### Instructions for the task
Output all of the data below exactly as given.

### Data for the task
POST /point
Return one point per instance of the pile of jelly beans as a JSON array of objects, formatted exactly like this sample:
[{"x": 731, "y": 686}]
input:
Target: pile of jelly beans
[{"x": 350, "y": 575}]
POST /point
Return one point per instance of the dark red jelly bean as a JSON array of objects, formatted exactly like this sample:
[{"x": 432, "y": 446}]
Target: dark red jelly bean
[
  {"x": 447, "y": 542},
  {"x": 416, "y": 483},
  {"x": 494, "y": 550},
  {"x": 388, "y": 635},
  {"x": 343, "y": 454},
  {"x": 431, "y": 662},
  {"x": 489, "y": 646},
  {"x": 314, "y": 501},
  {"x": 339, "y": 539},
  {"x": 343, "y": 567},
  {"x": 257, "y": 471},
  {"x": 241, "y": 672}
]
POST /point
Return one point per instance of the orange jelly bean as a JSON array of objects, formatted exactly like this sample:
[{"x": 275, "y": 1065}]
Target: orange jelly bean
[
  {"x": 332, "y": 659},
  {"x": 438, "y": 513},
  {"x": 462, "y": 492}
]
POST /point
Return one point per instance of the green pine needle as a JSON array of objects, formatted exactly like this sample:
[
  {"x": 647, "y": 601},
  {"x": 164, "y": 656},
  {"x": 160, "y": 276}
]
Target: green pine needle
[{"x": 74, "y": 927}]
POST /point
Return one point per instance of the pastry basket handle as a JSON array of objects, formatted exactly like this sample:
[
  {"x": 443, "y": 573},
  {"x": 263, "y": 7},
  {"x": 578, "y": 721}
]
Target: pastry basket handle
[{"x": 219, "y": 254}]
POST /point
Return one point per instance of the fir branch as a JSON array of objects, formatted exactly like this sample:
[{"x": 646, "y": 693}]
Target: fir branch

### Answer below
POST /point
Return one point per instance of the pile of jelly beans as a JSON array of objects, formatted exactly like this sample:
[{"x": 731, "y": 686}]
input:
Target: pile of jelly beans
[{"x": 350, "y": 575}]
POST /point
Return one point per instance of the dark red jelly bean as a JSON array of objects, formatted exactly like this sample:
[{"x": 432, "y": 446}]
Target: dark red jelly bean
[
  {"x": 447, "y": 542},
  {"x": 416, "y": 483},
  {"x": 494, "y": 550},
  {"x": 388, "y": 635},
  {"x": 343, "y": 454},
  {"x": 431, "y": 662},
  {"x": 489, "y": 646},
  {"x": 314, "y": 501},
  {"x": 339, "y": 539},
  {"x": 343, "y": 567},
  {"x": 257, "y": 471},
  {"x": 241, "y": 672}
]
POST /point
Return one point per instance of the orange jelly bean as a JSON array of objects, formatted exactly like this sample:
[{"x": 275, "y": 1065}]
Target: orange jelly bean
[
  {"x": 332, "y": 659},
  {"x": 438, "y": 513},
  {"x": 462, "y": 492}
]
POST /point
Return one point per instance of the green pine needle as a JSON array of objects, formatted exactly like this sample:
[
  {"x": 647, "y": 601},
  {"x": 164, "y": 656},
  {"x": 160, "y": 276}
]
Target: green pine needle
[{"x": 74, "y": 927}]
POST /point
Return one point per instance of the pastry basket handle as a JSON array of objects, formatted exactly like this sample:
[
  {"x": 443, "y": 573},
  {"x": 263, "y": 7},
  {"x": 578, "y": 721}
]
Target: pastry basket handle
[{"x": 219, "y": 254}]
POST /point
Return one point per instance of the fir branch as a JSON array of objects, formatted exactly like this sample:
[{"x": 646, "y": 693}]
Target: fir branch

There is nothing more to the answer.